■ WRITTEN REQUEST ■
Repeat in full every line from the start of the records up to and including the line with "0,0 -> 700,464", shifting each box coordinate by adding 138 to it. Leave the pictures out of your answer.

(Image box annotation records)
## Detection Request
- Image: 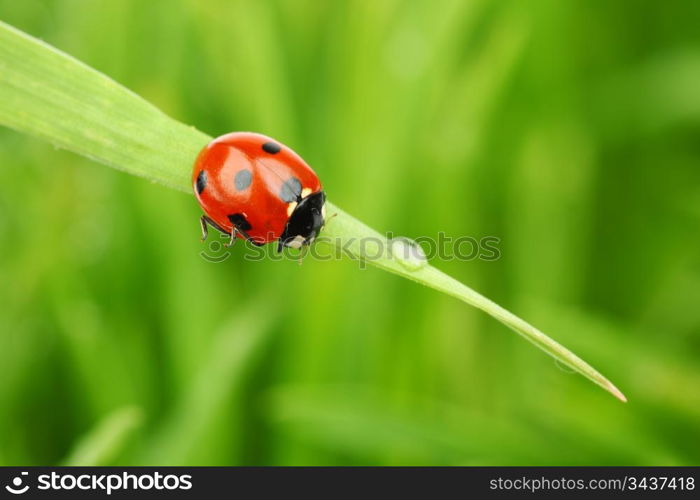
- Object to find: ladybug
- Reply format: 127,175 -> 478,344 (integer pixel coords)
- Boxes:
192,132 -> 326,252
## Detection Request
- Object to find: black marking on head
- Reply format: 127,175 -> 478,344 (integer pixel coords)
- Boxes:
263,141 -> 282,155
228,214 -> 253,231
233,168 -> 253,191
278,191 -> 326,248
195,170 -> 207,194
280,177 -> 301,203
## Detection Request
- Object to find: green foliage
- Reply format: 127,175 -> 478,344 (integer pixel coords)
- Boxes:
0,0 -> 700,464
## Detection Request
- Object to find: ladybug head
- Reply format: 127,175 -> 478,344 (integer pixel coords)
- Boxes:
277,191 -> 326,251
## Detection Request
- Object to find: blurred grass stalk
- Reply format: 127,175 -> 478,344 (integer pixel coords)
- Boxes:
0,23 -> 626,401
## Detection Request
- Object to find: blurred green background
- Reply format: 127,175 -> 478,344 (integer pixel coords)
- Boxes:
0,0 -> 700,465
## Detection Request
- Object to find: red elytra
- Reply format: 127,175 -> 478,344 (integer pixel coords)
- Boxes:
192,132 -> 325,250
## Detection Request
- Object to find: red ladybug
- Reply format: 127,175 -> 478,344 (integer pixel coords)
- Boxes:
192,132 -> 326,251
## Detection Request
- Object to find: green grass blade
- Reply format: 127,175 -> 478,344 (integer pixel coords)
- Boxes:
62,406 -> 143,466
0,23 -> 625,401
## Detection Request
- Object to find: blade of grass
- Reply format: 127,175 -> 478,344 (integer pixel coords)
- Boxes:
62,406 -> 143,466
0,23 -> 626,401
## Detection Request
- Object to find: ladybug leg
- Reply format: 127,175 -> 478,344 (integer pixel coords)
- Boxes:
199,215 -> 229,241
297,245 -> 309,265
224,227 -> 238,248
233,226 -> 264,247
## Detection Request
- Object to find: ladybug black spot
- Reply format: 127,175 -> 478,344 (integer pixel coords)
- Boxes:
196,170 -> 207,194
233,169 -> 253,191
263,142 -> 282,155
280,177 -> 301,203
228,214 -> 253,231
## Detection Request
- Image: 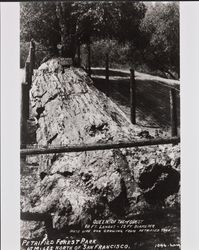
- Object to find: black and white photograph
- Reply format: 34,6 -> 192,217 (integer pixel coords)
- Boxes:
20,1 -> 181,250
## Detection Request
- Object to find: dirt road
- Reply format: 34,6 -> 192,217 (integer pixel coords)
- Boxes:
92,68 -> 180,136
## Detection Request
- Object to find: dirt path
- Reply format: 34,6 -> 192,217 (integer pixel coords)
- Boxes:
92,68 -> 180,137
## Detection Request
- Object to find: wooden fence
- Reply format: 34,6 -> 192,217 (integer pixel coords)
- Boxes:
20,41 -> 180,157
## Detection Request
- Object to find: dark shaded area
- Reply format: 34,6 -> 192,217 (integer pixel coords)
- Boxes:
138,164 -> 180,204
93,70 -> 180,128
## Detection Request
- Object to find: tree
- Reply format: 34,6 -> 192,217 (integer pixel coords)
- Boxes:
141,2 -> 180,78
21,1 -> 146,58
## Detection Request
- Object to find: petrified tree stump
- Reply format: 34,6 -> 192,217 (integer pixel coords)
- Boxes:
22,58 -> 178,236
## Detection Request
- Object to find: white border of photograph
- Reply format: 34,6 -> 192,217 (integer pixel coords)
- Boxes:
1,1 -> 199,250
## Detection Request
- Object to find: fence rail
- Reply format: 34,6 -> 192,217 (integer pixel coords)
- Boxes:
20,40 -> 180,151
20,137 -> 180,156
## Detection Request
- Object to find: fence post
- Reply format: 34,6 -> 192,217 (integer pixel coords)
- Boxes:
130,69 -> 136,124
87,41 -> 91,76
77,43 -> 81,67
169,89 -> 178,136
30,39 -> 35,75
106,53 -> 110,96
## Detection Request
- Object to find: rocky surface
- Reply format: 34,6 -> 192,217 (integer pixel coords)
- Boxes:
21,58 -> 180,238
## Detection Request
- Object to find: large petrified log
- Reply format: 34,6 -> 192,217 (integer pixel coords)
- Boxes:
22,58 -> 179,236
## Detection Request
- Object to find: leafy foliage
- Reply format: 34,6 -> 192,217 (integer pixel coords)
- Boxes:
21,1 -> 179,78
141,2 -> 179,78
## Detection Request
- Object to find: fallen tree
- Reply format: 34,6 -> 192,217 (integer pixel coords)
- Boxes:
22,58 -> 179,237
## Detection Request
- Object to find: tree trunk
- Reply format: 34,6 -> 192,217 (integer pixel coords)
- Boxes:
22,59 -> 180,237
56,2 -> 76,60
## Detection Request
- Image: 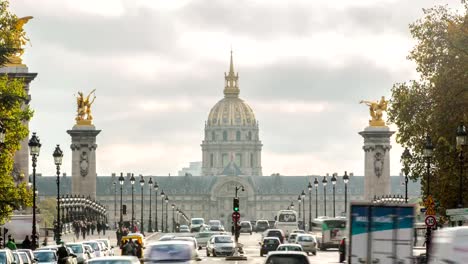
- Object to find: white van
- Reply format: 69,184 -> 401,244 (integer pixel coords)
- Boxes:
190,218 -> 205,233
428,226 -> 468,264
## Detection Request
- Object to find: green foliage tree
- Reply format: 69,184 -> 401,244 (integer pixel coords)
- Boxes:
388,3 -> 468,213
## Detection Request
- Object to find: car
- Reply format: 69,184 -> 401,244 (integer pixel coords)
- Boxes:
16,248 -> 36,263
338,237 -> 346,263
143,240 -> 197,264
11,251 -> 24,264
288,233 -> 298,243
0,248 -> 15,264
262,229 -> 285,243
33,249 -> 58,264
96,238 -> 114,256
265,251 -> 311,264
179,225 -> 190,233
276,244 -> 303,251
239,221 -> 252,234
65,243 -> 89,264
206,235 -> 236,257
255,220 -> 270,232
295,234 -> 317,256
88,256 -> 140,264
208,220 -> 222,231
258,237 -> 281,257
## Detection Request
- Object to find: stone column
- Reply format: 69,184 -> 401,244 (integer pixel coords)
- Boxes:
67,125 -> 101,199
0,64 -> 40,182
359,126 -> 395,201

■ THE OUTPUT ■
## Detection Request
- Image: 
- Object to find: ladybug
- Reply format: 127,175 -> 478,344 (integer pixel coords)
- Boxes:
330,270 -> 464,390
## Detection Request
- Object to find: black marking on head
- Reply format: 127,175 -> 478,344 (integer pixel coords)
- Boxes:
401,279 -> 420,293
366,352 -> 391,369
371,306 -> 391,329
416,329 -> 464,386
333,308 -> 345,332
418,315 -> 439,341
## Detection Request
- Object to find: green foliage
- Reply format: 127,175 -> 478,344 (integer pixel coords)
- Boxes:
138,138 -> 838,602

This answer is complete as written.